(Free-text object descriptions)
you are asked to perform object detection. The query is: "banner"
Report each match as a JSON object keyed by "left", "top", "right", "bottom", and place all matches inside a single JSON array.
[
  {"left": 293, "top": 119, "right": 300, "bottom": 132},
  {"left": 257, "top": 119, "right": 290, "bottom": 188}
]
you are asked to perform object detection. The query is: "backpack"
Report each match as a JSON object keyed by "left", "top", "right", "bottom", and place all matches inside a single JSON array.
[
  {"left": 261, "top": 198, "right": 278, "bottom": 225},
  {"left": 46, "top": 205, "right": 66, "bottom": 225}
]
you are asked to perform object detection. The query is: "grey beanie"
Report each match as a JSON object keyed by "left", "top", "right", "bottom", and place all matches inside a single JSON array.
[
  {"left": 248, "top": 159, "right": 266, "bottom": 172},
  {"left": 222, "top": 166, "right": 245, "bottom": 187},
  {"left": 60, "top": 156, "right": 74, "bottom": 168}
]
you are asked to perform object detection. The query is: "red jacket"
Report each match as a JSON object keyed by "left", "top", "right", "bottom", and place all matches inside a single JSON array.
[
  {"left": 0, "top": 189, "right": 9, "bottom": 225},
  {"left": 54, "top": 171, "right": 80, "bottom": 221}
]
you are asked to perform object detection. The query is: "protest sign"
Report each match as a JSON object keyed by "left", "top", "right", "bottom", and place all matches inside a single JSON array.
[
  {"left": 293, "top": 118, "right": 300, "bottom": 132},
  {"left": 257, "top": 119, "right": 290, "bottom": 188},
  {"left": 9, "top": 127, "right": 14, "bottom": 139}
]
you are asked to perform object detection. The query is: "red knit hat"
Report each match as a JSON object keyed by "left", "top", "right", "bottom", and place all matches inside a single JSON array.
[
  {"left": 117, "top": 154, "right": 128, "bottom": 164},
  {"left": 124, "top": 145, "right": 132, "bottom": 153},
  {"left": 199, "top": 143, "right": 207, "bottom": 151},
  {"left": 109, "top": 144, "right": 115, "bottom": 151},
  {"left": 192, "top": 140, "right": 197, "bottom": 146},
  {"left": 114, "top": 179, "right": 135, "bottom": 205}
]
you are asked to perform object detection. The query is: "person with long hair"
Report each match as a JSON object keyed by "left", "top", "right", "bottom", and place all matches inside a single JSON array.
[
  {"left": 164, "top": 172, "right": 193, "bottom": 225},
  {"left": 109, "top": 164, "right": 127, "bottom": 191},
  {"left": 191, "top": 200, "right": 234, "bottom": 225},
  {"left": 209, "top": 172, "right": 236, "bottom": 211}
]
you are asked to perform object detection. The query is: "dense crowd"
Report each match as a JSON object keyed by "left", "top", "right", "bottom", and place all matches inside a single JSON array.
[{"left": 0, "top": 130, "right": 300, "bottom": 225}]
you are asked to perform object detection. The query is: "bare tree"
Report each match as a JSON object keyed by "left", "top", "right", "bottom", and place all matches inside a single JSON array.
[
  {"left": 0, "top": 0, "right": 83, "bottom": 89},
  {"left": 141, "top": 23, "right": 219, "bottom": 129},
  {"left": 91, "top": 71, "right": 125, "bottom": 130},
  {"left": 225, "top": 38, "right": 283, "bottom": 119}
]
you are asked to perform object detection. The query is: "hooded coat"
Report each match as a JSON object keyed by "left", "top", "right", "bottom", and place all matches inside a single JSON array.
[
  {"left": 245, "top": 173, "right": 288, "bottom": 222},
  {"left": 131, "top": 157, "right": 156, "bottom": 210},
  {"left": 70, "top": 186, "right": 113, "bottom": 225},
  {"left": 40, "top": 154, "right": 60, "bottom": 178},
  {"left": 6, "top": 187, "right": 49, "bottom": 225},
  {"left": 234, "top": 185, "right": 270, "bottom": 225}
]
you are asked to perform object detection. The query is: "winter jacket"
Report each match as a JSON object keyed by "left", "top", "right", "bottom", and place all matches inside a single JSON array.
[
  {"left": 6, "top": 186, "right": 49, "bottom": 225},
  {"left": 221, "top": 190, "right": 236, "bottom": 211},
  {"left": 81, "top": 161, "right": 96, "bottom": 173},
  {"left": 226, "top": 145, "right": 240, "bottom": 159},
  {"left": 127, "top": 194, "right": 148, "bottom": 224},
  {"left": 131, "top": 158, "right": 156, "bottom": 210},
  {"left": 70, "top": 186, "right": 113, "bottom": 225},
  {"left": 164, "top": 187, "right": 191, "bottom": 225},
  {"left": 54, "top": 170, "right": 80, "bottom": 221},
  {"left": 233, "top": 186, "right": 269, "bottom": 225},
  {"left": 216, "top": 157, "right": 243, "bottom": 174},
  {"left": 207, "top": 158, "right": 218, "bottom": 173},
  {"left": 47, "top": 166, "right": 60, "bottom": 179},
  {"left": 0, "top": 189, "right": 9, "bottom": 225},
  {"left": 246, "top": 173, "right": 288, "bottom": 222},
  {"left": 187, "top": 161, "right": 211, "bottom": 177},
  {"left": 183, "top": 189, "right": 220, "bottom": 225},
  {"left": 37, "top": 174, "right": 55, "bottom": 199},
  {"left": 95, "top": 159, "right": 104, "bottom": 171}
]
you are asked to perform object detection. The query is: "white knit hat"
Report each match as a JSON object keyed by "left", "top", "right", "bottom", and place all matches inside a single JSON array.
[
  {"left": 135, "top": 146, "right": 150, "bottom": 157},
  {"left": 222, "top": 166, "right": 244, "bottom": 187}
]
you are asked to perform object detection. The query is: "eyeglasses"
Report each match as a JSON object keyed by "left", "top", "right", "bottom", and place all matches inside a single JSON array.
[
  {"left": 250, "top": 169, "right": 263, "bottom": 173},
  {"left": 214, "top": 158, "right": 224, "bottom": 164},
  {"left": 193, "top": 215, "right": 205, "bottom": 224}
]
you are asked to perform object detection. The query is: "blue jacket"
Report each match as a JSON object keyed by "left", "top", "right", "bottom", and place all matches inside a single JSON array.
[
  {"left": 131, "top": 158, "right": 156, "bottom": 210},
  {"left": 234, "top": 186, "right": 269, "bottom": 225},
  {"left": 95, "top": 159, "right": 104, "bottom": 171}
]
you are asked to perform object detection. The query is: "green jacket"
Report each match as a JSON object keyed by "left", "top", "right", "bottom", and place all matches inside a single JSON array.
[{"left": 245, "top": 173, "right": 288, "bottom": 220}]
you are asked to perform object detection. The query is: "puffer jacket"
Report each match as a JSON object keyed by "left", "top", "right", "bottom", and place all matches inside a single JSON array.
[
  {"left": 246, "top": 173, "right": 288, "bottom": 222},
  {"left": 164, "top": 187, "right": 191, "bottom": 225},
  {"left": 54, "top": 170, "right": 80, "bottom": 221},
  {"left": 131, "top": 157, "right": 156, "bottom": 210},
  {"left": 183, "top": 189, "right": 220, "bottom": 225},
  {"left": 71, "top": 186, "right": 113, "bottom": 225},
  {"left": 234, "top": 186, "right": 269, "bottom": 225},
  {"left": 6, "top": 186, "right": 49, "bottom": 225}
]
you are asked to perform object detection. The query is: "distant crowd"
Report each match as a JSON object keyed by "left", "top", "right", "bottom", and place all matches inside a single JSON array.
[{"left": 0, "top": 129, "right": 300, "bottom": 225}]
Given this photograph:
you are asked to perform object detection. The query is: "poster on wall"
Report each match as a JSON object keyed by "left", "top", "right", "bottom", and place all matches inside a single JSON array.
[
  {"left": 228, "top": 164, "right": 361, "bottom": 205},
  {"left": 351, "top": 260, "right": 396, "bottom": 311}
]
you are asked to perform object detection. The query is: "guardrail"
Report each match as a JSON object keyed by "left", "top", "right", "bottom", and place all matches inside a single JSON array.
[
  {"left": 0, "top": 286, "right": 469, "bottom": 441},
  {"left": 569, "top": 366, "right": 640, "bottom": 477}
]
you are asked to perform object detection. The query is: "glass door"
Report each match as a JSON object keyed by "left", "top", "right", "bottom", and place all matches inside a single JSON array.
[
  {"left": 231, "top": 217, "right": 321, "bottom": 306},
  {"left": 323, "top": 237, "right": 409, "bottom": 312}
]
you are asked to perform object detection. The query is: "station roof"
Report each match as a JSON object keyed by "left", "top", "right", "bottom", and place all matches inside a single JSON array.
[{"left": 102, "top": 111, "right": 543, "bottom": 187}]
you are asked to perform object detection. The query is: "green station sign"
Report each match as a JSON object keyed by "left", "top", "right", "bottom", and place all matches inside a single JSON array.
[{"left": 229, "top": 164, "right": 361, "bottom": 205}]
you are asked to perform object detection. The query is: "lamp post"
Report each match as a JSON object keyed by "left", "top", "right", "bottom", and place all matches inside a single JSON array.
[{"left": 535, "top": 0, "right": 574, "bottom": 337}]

◆ **INSTRUCTIONS TO FOLLOW**:
From the entries above, extract each line containing "knit".

◆ **RESULT OF THIS EXERCISE**:
you are asked to perform object detection. The query is: "red knit hat"
you are asked to perform object detection. The query is: "white knit hat"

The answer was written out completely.